- Directions for this task
Return, from the data below, each line that contains the word "sign".

- Collection entries
- Opening Delimiter -
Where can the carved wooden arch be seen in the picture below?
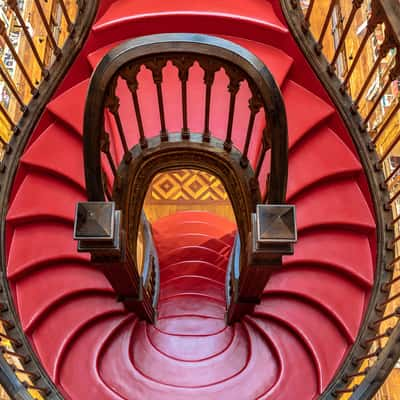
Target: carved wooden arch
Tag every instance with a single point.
(197, 45)
(135, 178)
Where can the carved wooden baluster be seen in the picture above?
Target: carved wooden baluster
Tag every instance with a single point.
(255, 103)
(387, 44)
(50, 36)
(327, 21)
(13, 4)
(210, 67)
(183, 64)
(356, 6)
(64, 10)
(156, 66)
(130, 75)
(112, 103)
(235, 78)
(393, 74)
(3, 33)
(10, 85)
(266, 145)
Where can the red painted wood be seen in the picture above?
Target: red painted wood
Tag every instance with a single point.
(297, 337)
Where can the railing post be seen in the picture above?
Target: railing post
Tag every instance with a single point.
(98, 231)
(273, 235)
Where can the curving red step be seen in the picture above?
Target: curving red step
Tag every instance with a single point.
(88, 344)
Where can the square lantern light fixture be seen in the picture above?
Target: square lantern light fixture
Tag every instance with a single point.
(98, 228)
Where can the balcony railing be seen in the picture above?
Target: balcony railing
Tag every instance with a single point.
(355, 49)
(32, 35)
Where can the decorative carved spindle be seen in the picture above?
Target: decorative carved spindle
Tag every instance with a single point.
(235, 78)
(3, 33)
(387, 44)
(45, 391)
(266, 144)
(50, 36)
(105, 148)
(98, 229)
(309, 11)
(4, 112)
(10, 85)
(129, 74)
(356, 6)
(210, 67)
(326, 24)
(255, 103)
(70, 25)
(112, 103)
(183, 64)
(156, 66)
(13, 4)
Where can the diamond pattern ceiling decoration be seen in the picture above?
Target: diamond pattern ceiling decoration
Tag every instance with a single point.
(187, 185)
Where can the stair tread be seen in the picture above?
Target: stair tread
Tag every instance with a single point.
(53, 142)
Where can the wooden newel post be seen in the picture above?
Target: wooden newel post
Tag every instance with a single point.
(273, 235)
(98, 231)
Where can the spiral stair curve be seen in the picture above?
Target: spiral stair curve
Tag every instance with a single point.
(312, 309)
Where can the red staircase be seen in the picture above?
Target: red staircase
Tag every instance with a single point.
(312, 309)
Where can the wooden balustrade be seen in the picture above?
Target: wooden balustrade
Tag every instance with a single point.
(33, 37)
(125, 161)
(363, 57)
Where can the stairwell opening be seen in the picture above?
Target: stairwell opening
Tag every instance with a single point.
(182, 190)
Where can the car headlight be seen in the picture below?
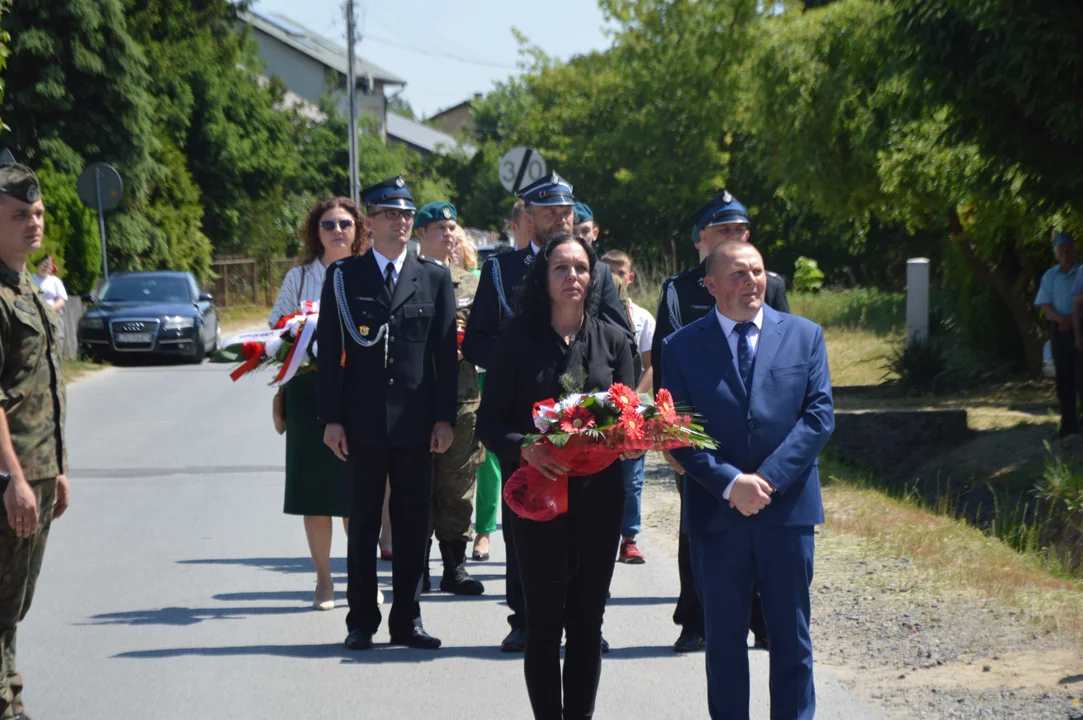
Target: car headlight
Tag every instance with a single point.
(178, 322)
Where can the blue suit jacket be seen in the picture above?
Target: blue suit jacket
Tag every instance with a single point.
(778, 431)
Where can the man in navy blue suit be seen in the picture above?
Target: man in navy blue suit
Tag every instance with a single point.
(759, 379)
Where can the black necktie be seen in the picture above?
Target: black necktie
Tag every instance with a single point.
(744, 354)
(389, 279)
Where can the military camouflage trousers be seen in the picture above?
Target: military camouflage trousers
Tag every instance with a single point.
(454, 478)
(20, 565)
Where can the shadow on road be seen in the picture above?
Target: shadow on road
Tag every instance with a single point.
(381, 653)
(182, 616)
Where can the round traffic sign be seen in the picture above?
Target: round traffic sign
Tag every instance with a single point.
(104, 175)
(520, 167)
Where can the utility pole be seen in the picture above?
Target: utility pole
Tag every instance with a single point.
(352, 99)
- Closing Delimiter -
- Solution for this problem
Where can the round traffic sign be seen in the picture above?
Target: round traffic sign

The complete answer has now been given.